··· INPUT DATA ···

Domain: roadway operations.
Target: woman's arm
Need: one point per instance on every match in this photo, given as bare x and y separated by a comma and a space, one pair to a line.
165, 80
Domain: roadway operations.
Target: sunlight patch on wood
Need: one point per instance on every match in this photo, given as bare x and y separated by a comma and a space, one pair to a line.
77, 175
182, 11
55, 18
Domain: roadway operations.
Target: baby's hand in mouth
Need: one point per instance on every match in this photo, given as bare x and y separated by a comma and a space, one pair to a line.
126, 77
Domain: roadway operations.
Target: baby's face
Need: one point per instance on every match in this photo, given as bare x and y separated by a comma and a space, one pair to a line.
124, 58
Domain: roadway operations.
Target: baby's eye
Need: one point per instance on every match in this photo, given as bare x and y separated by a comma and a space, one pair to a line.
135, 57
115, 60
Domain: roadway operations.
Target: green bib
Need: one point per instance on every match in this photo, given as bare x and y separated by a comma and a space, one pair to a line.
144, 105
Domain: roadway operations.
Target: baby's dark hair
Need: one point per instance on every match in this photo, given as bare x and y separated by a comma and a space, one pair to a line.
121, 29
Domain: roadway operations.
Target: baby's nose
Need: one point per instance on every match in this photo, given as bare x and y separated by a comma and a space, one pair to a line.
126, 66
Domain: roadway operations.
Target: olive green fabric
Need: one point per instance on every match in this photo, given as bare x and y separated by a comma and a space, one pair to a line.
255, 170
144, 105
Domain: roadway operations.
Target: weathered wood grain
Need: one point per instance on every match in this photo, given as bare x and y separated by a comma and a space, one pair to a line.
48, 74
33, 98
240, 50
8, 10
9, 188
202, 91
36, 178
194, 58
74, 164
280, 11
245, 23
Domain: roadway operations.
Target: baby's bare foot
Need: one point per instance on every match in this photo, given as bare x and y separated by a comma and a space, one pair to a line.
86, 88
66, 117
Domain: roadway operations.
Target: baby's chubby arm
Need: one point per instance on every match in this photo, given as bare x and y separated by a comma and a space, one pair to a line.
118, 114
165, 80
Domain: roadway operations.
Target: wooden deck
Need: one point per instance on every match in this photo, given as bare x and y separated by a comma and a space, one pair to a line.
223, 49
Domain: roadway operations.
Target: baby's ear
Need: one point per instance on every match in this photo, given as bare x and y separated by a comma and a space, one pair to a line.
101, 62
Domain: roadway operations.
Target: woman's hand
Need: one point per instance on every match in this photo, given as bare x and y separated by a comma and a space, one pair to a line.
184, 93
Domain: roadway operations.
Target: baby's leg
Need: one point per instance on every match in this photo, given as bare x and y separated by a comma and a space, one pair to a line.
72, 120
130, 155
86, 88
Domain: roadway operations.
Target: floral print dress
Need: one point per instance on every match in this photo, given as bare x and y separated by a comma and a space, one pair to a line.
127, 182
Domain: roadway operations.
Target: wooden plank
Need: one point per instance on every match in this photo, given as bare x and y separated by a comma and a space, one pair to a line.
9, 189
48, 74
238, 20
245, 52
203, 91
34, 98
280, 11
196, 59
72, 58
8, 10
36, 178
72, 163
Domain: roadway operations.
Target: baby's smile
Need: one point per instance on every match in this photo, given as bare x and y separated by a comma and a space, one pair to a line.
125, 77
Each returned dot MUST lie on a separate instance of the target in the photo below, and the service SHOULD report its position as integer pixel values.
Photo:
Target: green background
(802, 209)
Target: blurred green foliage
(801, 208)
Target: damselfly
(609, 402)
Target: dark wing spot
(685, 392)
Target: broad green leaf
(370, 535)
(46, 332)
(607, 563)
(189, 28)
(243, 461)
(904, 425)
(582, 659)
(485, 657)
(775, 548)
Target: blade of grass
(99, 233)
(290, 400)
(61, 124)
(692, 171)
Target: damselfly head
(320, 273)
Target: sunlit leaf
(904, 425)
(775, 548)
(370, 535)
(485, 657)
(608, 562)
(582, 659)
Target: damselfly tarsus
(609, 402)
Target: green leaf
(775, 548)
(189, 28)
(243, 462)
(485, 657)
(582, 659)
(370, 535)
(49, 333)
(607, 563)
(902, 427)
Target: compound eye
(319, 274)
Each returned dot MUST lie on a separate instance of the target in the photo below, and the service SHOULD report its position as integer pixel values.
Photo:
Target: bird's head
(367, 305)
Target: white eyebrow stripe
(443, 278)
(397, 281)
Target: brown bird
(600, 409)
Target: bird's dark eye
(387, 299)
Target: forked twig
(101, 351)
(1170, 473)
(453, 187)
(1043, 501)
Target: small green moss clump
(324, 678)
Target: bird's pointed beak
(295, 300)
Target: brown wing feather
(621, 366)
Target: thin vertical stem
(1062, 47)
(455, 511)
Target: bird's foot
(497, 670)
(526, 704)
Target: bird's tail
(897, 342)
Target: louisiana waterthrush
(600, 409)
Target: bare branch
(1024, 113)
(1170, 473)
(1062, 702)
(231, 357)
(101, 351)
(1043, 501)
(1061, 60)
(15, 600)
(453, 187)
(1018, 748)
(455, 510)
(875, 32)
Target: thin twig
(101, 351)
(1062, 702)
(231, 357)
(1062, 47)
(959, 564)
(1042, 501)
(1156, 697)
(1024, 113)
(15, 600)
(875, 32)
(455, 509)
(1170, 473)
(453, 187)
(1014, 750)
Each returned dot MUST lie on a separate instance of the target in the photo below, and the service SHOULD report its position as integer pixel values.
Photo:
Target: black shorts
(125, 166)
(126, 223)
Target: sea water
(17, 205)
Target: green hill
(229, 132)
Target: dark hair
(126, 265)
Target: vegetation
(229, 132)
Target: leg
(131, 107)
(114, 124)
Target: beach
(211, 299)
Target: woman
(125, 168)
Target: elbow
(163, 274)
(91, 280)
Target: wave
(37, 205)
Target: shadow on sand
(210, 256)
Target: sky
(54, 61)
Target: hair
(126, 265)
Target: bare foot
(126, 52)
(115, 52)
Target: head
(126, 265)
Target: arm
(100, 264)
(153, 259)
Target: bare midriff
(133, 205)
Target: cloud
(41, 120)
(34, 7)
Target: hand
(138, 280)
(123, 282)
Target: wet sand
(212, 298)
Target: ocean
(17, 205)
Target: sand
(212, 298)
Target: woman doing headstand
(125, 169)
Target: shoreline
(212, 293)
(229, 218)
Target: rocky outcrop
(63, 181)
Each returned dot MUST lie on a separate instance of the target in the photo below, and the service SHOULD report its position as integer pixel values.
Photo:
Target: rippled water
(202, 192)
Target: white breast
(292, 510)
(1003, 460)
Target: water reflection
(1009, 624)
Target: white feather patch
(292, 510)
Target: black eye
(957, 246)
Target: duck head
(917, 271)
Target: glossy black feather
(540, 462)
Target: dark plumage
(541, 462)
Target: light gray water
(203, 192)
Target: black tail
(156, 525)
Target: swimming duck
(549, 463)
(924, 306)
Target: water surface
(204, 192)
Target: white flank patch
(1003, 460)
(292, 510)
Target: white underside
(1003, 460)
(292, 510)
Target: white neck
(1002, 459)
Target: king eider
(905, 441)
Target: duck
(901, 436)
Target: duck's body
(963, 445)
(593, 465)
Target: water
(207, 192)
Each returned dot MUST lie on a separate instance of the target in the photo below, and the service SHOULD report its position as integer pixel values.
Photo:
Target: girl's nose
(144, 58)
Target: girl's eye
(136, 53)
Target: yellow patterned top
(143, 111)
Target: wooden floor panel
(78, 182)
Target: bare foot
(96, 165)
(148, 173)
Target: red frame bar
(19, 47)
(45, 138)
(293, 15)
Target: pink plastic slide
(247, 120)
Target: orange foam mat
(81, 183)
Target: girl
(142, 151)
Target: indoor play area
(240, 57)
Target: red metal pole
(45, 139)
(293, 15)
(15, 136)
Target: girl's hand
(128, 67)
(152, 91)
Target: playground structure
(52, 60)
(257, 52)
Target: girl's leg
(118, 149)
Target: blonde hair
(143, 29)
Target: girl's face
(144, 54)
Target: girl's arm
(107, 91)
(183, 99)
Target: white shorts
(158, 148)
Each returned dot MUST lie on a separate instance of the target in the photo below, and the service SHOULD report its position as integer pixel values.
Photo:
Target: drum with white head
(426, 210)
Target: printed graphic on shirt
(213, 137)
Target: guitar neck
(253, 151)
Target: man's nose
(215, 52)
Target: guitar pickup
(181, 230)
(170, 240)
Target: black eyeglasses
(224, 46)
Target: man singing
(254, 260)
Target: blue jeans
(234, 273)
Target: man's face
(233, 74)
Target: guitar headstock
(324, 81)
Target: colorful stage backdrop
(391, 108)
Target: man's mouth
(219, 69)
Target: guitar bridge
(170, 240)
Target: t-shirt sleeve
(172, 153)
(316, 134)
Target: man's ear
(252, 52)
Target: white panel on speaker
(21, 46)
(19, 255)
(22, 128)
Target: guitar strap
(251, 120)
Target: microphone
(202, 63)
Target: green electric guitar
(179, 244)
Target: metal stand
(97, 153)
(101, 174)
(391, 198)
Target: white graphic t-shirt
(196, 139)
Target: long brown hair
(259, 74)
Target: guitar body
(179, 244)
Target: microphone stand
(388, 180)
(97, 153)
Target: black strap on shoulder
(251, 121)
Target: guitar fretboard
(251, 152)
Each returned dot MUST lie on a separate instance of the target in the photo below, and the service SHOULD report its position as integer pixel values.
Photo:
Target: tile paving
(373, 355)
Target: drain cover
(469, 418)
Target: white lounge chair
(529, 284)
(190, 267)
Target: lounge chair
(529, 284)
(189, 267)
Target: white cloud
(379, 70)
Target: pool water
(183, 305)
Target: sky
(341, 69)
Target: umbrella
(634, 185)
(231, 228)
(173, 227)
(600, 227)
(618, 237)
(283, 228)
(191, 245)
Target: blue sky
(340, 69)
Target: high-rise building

···

_WORK TO BE COMPLETED_
All lines of the records above that contain the word "baby" are to be copied out.

_YOUR SOLUTION_
Target: baby's hand in mouth
Target: baby's face
Target: baby's eye
Target: baby's dark hair
Target: baby's nose
Target: baby's bare foot
Target: baby's chubby arm
Target: baby's ear
Target: baby's leg
Target: baby's smile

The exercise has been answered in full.